Exercise details:
Count the lines in the records that contain the string "holding", treating case as significant. Reply with the number only.

--- Start of Material for this task ---

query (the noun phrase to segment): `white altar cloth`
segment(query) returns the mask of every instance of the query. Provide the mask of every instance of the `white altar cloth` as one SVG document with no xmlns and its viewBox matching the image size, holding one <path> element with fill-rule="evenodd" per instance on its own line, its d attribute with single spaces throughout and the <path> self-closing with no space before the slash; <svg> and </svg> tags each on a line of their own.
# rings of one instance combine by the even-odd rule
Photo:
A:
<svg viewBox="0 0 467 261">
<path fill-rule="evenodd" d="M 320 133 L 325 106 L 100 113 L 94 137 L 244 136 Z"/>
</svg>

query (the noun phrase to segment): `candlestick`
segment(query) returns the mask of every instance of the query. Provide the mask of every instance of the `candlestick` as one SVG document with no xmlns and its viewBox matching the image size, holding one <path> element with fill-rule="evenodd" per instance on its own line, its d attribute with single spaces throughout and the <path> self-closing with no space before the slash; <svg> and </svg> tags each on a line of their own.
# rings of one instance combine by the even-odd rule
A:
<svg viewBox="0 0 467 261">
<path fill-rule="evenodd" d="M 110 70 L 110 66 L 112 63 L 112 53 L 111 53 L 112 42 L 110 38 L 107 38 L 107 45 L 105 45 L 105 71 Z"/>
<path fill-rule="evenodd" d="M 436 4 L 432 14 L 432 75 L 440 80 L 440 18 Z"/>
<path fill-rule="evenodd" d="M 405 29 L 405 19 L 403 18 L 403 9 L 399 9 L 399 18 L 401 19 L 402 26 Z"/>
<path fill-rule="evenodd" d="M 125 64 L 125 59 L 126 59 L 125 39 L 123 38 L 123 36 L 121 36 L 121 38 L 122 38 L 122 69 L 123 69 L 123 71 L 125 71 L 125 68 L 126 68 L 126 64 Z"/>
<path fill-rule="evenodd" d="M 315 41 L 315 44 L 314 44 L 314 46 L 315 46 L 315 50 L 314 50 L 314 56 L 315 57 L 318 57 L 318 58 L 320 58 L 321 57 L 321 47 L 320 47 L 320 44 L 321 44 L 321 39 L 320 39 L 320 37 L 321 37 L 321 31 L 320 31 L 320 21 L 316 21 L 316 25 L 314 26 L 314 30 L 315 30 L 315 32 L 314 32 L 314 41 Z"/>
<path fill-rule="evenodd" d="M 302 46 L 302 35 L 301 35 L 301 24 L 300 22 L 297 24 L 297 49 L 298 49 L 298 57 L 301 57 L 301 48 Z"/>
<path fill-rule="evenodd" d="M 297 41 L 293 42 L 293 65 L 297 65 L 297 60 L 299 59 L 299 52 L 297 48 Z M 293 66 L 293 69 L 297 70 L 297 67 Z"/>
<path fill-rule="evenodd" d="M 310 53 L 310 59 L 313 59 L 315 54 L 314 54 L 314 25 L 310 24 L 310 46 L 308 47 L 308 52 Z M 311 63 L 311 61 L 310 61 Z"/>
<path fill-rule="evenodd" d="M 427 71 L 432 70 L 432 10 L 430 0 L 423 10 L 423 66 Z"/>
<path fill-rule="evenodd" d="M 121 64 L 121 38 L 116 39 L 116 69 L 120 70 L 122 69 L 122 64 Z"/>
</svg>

--- End of Material for this task ---

Full answer:
2